(Coordinate labeling data)
__________________________________________________

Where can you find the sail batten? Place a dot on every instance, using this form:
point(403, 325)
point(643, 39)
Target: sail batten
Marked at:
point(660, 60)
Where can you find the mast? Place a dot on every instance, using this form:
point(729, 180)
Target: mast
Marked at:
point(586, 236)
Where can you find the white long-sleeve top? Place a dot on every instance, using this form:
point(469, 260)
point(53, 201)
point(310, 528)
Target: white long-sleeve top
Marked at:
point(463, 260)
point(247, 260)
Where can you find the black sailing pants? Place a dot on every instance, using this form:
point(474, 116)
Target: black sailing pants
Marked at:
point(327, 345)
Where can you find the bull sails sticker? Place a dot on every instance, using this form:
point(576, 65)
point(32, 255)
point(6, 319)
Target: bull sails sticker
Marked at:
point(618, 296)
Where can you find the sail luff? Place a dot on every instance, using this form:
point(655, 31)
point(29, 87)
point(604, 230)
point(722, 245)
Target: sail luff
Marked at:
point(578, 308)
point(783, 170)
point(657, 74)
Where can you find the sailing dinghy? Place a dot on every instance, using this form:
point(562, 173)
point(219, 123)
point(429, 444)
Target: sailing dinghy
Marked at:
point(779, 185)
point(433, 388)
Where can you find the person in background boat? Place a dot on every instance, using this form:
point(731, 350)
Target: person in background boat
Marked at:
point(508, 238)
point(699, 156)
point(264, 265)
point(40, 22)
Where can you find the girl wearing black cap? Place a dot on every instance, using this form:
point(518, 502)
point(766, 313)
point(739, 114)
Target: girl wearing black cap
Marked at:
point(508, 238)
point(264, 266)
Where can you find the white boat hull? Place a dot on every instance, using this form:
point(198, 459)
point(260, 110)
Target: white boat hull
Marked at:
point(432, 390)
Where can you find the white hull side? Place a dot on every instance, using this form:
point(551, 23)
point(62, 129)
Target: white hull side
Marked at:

__________________________________________________

• _WHAT YOU NEED TO DO_:
Rewrite every row above, changing "sailing dinghy" to "small sailboat" wherever it occurs and leaving everything else unchanged.

• _WRITTEN SOLUTION_:
Where can you find the sail batten? Place a dot on every instance, using this form:
point(403, 325)
point(643, 39)
Target: sail batten
Marked at:
point(660, 60)
Where can you find the mast? Place a dot on every instance, using this form:
point(729, 180)
Target: mast
Marked at:
point(586, 236)
Where can you find the white long-sleeve top? Place a dot on every instance, using this form:
point(469, 260)
point(53, 201)
point(310, 528)
Target: white long-sleeve top
Marked at:
point(463, 260)
point(247, 260)
Where can you find the black sailing pants? Place a dot on every instance, using this form:
point(474, 116)
Target: black sailing pants
Marked at:
point(327, 345)
Where can you find the bull sails sticker? Place a dot on every instance, using this form:
point(576, 65)
point(32, 255)
point(6, 319)
Target: bull sails sticker
Marked at:
point(618, 296)
Where can you find the sail luff? Place a dot on every instance, using this form:
point(655, 31)
point(29, 87)
point(604, 230)
point(722, 245)
Target: sail luff
Marked at:
point(578, 308)
point(783, 170)
point(657, 74)
Where can you find the small sailboat? Place a dot on every instance, using this form:
point(562, 173)
point(219, 123)
point(429, 444)
Target: small sailboat
Marked at:
point(779, 185)
point(433, 388)
Where can you find the person in background boat? Place a dot on every instance, using this form:
point(731, 350)
Target: person in background boat
Marked at:
point(508, 238)
point(699, 156)
point(264, 265)
point(40, 22)
Where can you find the girl wearing black cap? Place a dot on every instance, using this form:
point(518, 502)
point(766, 313)
point(739, 114)
Target: girl wearing black cap
Marked at:
point(508, 238)
point(264, 266)
Where can you find the white boat hull? Place a dot on every instance, using this form:
point(198, 459)
point(260, 110)
Target: white boat hull
Marked at:
point(432, 390)
Where can you find the white hull side? Place a dot on every instance, using this form:
point(551, 23)
point(62, 129)
Target: white hull side
Marked at:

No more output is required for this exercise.